How Sam strengthened his farm business with a RIC loan


15 February 2024

A RIC low-interest Drought Loan has enabled Tasmanian farmer Sam Elphinstone to improve his cash flow, invest in water storage and expand his farm business in partnership with his commercial lender.

In just 3 years, Sam built greater confidence with his bank, who provided additional finance to fund the purchase of more land and repay his RIC loan well in advance of the 10-year loan term.

“I wouldn’t have been in such a strong position without the support of a RIC loan,” Sam said.

Sam had his heart set on being a farmer ever since he was 2 years old.

He eventually bought a block of land from his father and moved home to the family farm at Harford in Tasmania.

He now farms beef cattle, poppies for use in pain relief medicine, pyrethrum for insecticides and some vegetables including carrots, potatoes and swedes.

Photo of man with dog


With drought and the lack of rainfall limiting his production leading into 2019, Sam was keen to improve his water storage and applied for a RIC Drought Loan.

From 2020, Sam used his RIC loan to build 2 new dams and increase the size of an existing dam. This has increased his water capacity by about 70 per cent.

The increased cash flow also enabled him to pay off two tractors to boost his operations.

Sam was able to repay his RIC loan in 2023 when he sought to buy additional land from his father through succession arrangements.

His commercial lender was satisfied with the growth and improved sustainability in his business and lent him the funds he needed to buy the land and clear the RIC loan.

He has now increased his land holding to 420 acres, enabling him to plant an additional 40 acres of potatoes.

He has been able to irrigate those potatoes with his additional dam capacity.

“It’s meant I’m not worried about putting water to them and if I do run out, it’ll only be a week before I dig them out,” Sam said.

Sam said with the amount of land he now had access to, he felt established.

“I’m at the stage now where I’ve worked hard and I’m able to be a full-time farmer,” Sam said.

“It takes time and what I’d say to anyone is, have a go.

“You’ve got to do it slowly, but don’t be scared to have a crack.”

Although Sam repaid his RIC Drought Loan earlier than the 10-year loan term, there were no penalty fees for early repayment nor any ongoing account management fees which are other key features of a RIC loan designed to keep costs down for farmers in financial need.

→ **Apply what you read**:
a) Quote the RIC loan article word for word, starting at "Sam was able" and ending at "additional dam capacity.".
b) According to the RIC loan article, how many acres has Sam's land holding now grown to?
Rely only on the RIC loan article for what comes next.

[Dataset records]
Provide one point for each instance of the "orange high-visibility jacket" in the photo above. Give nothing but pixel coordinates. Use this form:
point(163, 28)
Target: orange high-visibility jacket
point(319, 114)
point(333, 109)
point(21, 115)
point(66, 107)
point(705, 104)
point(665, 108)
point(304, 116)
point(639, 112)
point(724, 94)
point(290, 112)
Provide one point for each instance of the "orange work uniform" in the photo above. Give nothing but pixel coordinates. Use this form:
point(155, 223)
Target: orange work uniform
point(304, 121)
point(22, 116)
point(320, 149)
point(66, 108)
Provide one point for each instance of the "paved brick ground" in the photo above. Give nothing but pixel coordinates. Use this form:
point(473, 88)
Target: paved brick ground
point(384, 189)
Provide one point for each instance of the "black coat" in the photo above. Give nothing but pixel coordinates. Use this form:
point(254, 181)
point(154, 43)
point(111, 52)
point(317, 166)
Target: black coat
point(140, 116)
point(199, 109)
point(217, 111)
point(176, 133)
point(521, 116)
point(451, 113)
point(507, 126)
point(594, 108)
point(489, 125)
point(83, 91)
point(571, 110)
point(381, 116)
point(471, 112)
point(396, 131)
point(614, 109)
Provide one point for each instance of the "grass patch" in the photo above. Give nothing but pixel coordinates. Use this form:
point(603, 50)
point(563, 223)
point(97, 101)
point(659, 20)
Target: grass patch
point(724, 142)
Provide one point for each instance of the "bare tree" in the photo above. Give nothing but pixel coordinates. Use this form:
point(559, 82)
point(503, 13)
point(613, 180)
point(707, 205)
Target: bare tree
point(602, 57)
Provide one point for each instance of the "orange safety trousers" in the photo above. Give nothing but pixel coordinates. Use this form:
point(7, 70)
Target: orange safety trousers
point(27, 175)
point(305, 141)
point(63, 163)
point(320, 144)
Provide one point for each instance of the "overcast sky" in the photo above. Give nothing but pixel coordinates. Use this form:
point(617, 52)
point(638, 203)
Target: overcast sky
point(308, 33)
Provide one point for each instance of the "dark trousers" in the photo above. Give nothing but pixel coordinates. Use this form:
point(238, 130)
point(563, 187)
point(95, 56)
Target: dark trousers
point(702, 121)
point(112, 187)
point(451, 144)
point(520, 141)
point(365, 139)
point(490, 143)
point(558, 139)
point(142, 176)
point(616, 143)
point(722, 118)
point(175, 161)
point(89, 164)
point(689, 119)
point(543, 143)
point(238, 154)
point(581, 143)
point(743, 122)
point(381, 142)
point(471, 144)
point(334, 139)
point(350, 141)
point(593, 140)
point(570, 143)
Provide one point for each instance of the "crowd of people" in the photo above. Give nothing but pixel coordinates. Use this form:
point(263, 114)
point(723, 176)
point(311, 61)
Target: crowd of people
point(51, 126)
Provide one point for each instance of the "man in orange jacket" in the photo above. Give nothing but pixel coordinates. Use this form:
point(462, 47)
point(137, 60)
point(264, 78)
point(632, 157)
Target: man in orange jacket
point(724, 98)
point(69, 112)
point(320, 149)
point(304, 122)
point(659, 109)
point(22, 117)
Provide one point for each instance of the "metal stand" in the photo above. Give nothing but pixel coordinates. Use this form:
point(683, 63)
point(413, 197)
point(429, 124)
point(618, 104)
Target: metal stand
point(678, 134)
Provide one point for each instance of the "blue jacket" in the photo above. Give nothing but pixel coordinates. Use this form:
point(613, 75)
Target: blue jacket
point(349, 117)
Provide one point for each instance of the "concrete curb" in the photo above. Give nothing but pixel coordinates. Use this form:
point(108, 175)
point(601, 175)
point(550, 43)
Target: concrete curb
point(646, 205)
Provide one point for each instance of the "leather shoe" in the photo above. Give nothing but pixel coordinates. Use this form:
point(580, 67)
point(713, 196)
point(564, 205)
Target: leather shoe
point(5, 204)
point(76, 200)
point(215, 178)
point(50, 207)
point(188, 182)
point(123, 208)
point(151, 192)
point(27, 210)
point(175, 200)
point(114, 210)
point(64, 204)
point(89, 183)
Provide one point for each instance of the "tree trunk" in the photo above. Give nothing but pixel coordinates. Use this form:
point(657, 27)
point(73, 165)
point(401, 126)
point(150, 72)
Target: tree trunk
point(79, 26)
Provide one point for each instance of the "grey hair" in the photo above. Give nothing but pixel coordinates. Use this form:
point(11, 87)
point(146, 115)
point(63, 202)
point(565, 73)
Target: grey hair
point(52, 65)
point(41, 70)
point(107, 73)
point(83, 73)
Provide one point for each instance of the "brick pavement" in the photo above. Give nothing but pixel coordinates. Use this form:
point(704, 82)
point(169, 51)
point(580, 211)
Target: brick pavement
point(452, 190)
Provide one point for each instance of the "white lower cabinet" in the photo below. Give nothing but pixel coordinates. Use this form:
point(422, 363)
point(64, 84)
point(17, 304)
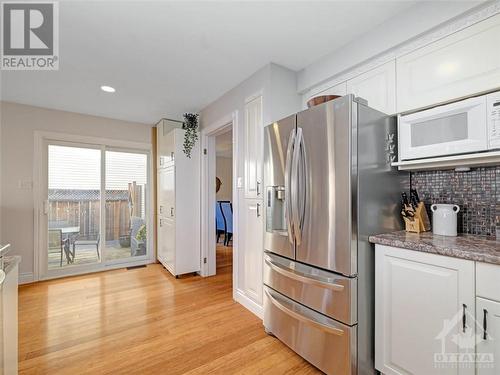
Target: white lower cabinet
point(488, 336)
point(252, 236)
point(424, 313)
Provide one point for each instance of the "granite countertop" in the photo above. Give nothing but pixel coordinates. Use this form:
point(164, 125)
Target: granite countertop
point(465, 246)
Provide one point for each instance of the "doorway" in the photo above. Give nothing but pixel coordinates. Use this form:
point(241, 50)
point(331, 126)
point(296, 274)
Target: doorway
point(226, 129)
point(224, 201)
point(95, 202)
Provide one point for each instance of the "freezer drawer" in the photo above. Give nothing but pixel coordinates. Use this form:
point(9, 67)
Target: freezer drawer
point(328, 293)
point(325, 343)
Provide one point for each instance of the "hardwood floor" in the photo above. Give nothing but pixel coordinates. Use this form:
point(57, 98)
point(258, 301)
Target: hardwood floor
point(144, 321)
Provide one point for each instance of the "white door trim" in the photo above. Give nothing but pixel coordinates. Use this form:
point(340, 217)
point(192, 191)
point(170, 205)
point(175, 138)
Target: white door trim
point(40, 139)
point(208, 246)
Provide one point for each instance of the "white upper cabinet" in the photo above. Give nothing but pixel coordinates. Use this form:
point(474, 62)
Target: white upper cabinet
point(253, 148)
point(377, 86)
point(459, 65)
point(424, 309)
point(339, 89)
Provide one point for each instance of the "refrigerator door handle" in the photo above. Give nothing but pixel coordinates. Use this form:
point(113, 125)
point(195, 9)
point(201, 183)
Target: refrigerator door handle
point(300, 277)
point(295, 186)
point(302, 318)
point(288, 197)
point(302, 183)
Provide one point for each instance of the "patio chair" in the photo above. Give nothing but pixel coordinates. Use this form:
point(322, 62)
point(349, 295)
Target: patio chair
point(87, 240)
point(56, 241)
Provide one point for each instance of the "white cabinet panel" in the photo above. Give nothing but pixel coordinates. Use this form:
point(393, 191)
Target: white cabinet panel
point(459, 65)
point(253, 148)
point(253, 249)
point(165, 142)
point(325, 89)
point(421, 300)
point(378, 86)
point(488, 346)
point(179, 208)
point(488, 281)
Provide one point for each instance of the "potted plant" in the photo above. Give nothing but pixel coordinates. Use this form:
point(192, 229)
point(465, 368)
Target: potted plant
point(190, 125)
point(125, 240)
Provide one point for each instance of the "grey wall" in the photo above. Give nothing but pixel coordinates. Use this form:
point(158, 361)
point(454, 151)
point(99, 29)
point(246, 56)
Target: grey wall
point(18, 123)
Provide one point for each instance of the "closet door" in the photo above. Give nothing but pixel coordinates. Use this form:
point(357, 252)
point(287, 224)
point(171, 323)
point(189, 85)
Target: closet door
point(253, 148)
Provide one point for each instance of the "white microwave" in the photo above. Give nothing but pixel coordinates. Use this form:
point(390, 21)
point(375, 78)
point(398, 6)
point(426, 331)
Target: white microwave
point(468, 126)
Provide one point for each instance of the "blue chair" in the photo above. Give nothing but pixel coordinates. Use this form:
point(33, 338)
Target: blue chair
point(220, 223)
point(227, 211)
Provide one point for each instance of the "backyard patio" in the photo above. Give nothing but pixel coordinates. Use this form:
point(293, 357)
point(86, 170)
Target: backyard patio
point(88, 255)
point(75, 225)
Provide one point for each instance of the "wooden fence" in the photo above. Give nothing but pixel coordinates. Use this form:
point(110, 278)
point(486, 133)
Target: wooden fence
point(85, 214)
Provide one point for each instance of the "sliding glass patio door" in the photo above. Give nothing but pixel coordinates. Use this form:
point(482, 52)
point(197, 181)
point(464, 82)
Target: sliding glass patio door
point(96, 212)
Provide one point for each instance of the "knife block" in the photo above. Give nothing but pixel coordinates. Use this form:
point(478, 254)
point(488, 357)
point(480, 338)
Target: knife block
point(412, 225)
point(421, 214)
point(420, 222)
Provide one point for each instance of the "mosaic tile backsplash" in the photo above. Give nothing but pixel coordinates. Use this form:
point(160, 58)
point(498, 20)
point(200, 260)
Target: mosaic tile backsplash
point(474, 191)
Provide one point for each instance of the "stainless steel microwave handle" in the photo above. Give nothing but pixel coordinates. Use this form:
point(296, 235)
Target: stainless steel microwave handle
point(302, 278)
point(294, 189)
point(286, 310)
point(288, 200)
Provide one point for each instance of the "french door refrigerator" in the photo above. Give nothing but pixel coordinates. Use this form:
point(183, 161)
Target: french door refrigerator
point(329, 185)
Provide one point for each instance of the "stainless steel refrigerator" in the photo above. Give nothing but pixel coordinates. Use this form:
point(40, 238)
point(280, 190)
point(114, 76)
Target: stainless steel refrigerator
point(329, 185)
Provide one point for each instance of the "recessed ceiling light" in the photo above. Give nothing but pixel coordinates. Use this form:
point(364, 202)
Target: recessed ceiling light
point(108, 89)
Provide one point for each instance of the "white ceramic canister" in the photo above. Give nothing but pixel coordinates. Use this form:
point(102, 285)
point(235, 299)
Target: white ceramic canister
point(444, 219)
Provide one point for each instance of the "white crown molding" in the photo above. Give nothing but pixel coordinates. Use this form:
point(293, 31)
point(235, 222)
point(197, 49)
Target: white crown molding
point(411, 45)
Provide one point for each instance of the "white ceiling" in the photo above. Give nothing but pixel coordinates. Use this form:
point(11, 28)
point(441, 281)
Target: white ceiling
point(165, 58)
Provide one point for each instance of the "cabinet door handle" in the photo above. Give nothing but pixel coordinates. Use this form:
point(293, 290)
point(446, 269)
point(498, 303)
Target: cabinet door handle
point(485, 325)
point(464, 317)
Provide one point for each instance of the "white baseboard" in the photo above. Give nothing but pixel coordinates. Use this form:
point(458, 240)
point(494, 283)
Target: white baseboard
point(26, 277)
point(249, 304)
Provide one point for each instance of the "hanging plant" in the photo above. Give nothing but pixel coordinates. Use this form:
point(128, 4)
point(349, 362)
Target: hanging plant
point(190, 125)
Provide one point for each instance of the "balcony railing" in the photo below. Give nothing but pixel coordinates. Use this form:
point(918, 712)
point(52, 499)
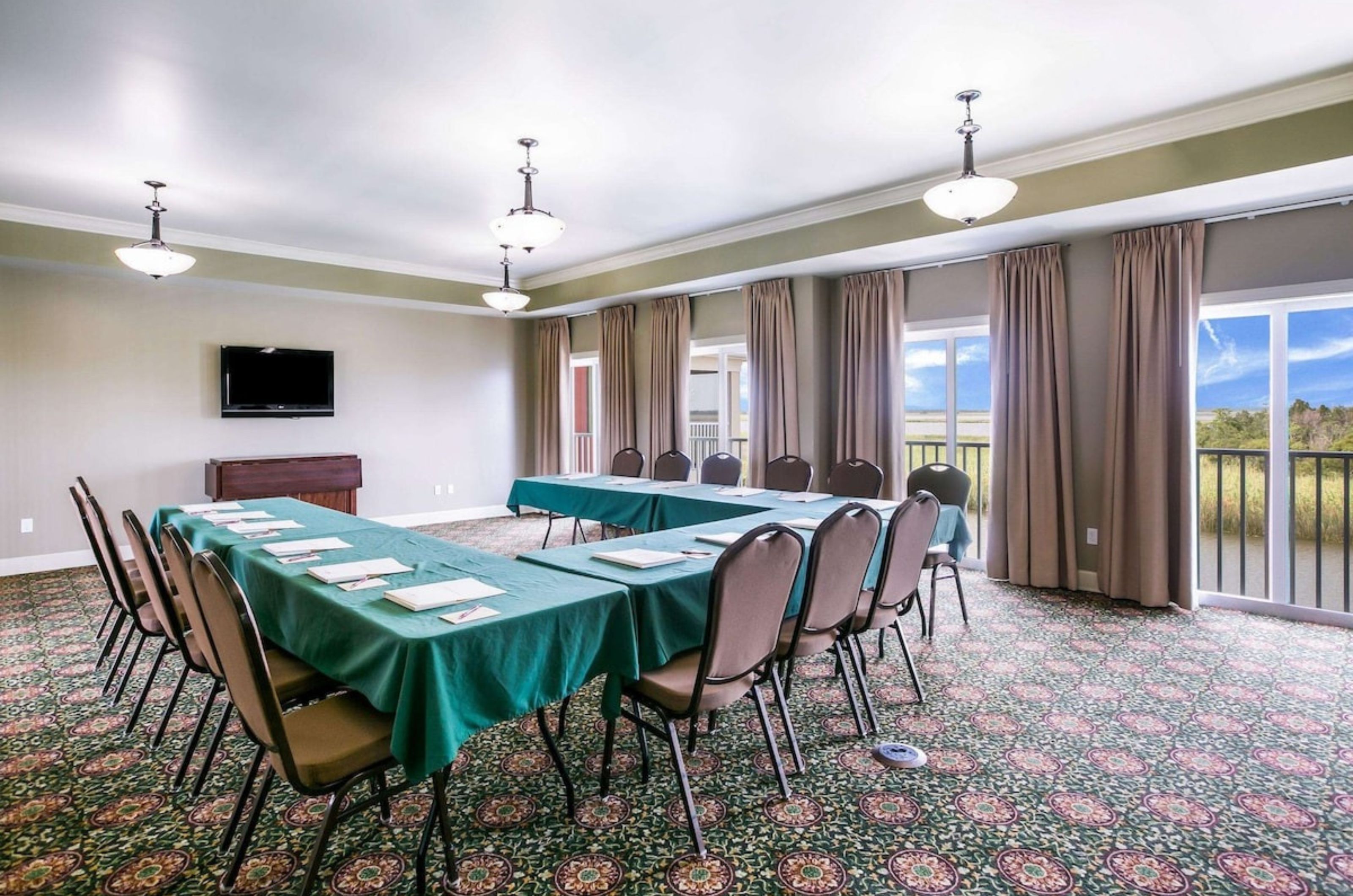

→ **Solutions for each task**:
a)
Sam was able to repay his RIC loan in 2023 when he sought to buy additional land from his father through succession arrangements.

His commercial lender was satisfied with the growth and improved sustainability in his business and lent him the funds he needed to buy the land and clear the RIC loan.

He has now increased his land holding to 420 acres, enabling him to plant an additional 40 acres of potatoes.

He has been able to irrigate those potatoes with his additional dam capacity.

b) 420 acres.